Direction
From the material below, extract every line that contains the string "grass", matching case exactly.

-- Start of Material --

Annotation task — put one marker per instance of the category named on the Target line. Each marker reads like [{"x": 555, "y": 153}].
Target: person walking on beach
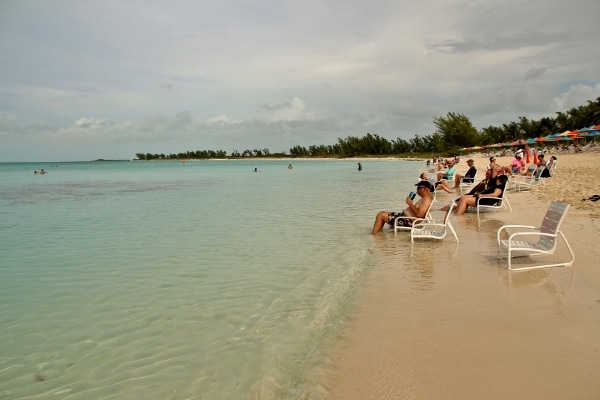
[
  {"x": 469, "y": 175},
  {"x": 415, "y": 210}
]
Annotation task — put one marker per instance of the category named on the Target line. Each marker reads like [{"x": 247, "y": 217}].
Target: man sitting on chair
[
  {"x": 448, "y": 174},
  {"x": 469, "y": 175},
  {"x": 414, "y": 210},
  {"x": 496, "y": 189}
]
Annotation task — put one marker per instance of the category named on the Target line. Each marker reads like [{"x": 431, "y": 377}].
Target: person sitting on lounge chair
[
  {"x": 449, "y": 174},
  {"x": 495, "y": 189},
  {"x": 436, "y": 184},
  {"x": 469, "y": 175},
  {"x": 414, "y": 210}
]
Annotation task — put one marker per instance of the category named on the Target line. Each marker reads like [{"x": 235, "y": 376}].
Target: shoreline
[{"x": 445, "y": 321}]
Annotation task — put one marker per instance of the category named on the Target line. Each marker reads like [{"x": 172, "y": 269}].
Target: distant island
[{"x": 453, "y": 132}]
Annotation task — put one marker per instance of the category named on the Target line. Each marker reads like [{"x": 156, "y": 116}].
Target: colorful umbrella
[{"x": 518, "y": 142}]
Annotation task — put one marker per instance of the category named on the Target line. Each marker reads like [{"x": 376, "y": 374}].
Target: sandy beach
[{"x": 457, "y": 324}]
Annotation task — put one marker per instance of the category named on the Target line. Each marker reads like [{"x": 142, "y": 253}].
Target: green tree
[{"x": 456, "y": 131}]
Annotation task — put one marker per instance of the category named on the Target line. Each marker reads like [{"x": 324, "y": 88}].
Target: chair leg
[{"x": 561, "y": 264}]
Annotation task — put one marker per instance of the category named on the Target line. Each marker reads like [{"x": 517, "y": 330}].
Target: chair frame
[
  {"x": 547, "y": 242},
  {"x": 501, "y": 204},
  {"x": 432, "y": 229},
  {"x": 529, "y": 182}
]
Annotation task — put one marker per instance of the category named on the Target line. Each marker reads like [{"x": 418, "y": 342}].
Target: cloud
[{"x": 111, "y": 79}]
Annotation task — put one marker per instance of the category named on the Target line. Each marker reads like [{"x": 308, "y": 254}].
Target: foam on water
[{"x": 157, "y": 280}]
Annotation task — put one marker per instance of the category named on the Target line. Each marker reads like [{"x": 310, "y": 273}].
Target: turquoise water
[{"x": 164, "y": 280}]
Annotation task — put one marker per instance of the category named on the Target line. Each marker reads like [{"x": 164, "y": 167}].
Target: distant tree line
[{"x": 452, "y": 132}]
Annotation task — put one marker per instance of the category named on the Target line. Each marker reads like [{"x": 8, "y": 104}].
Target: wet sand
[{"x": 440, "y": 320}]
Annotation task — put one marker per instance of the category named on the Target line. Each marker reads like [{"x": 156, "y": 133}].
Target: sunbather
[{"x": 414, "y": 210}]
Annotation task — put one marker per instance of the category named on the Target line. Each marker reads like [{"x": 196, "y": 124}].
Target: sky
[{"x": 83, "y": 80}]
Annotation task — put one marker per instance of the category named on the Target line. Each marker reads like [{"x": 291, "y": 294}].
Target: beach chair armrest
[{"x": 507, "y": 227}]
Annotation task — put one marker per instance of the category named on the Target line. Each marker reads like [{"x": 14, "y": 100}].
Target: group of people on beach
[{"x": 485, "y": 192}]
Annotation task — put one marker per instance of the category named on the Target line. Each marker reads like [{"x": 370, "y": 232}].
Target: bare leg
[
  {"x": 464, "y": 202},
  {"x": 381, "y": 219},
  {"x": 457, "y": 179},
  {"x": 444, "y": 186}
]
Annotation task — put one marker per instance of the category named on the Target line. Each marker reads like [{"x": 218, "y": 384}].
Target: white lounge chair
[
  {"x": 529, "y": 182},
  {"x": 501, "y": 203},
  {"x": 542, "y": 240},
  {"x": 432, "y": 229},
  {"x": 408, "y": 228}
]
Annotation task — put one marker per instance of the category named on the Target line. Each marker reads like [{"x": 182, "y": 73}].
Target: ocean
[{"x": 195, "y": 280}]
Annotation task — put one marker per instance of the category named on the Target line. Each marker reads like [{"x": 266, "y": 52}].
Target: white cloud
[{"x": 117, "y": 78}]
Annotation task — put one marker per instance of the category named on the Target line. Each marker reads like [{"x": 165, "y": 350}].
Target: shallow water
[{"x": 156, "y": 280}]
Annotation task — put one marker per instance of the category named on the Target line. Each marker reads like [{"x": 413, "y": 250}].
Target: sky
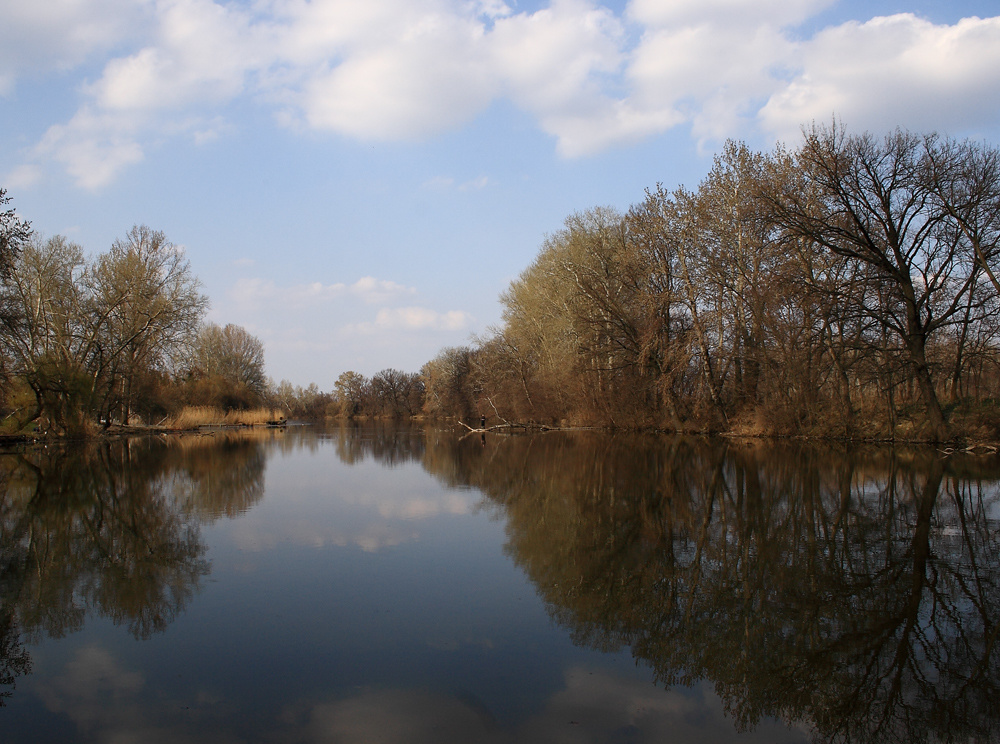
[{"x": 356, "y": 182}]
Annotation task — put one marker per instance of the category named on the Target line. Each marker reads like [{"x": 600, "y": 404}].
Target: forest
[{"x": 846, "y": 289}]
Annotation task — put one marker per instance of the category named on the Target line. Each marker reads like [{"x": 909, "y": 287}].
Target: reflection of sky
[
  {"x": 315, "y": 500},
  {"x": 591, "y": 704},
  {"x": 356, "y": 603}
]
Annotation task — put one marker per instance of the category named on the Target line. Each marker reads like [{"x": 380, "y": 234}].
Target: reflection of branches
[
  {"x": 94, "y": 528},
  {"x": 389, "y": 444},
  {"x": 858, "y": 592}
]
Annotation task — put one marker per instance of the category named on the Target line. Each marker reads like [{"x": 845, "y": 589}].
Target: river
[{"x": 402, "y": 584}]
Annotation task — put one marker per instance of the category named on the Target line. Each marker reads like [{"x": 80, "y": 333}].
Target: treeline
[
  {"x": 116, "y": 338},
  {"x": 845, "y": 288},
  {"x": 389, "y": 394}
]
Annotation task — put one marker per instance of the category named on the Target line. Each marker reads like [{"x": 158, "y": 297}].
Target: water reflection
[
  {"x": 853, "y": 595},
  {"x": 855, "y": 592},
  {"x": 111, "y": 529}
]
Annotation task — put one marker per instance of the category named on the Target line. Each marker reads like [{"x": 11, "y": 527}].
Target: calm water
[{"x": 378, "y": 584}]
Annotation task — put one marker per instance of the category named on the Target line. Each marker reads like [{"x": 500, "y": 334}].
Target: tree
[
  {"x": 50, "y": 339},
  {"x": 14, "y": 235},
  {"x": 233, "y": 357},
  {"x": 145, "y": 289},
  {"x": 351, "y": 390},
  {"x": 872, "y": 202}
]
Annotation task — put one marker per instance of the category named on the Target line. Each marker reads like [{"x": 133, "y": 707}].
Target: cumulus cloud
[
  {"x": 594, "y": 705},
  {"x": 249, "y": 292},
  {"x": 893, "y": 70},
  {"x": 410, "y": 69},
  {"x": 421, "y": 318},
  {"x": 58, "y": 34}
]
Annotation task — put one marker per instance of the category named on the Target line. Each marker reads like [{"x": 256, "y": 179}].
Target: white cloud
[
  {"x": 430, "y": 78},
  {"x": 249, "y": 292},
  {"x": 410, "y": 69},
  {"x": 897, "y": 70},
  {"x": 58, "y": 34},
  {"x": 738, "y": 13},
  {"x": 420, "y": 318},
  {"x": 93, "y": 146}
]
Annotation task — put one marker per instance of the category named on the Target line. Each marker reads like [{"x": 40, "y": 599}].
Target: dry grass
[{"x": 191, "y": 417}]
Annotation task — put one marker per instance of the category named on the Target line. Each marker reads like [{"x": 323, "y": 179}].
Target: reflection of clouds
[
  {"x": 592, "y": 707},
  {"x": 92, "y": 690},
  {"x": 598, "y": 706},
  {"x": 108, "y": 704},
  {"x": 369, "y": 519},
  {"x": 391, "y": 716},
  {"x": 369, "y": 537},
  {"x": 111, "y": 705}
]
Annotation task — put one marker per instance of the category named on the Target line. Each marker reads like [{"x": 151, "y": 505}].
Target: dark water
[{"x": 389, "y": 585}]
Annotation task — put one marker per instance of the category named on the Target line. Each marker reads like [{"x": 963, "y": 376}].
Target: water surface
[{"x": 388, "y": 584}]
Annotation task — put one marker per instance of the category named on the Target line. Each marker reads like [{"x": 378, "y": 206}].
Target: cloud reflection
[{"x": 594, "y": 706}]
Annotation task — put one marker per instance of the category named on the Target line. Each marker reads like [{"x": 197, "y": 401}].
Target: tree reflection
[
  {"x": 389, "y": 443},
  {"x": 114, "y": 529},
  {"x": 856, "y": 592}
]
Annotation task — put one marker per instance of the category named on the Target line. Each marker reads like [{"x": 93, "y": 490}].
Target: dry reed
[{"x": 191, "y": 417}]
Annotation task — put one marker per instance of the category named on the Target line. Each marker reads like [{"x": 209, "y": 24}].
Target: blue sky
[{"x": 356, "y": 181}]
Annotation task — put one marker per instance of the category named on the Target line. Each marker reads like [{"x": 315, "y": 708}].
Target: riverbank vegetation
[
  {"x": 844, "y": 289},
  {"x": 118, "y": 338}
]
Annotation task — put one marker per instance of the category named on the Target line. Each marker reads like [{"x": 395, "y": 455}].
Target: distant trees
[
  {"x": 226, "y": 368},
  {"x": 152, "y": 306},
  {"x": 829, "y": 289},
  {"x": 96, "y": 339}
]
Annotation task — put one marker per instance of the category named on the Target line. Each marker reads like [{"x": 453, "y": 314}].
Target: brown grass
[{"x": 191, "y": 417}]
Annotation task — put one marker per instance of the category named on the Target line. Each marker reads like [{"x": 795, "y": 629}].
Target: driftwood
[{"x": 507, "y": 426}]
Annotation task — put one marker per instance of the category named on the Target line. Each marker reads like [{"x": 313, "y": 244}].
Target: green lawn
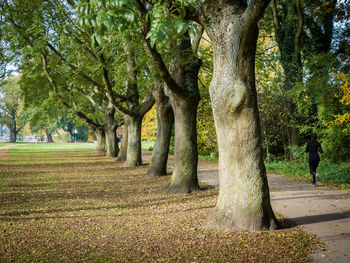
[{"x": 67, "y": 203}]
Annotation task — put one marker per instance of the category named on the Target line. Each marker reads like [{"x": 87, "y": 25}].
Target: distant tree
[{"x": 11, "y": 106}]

-- End of Material --

Answer to this exercise
Target: dry grass
Target: brown grass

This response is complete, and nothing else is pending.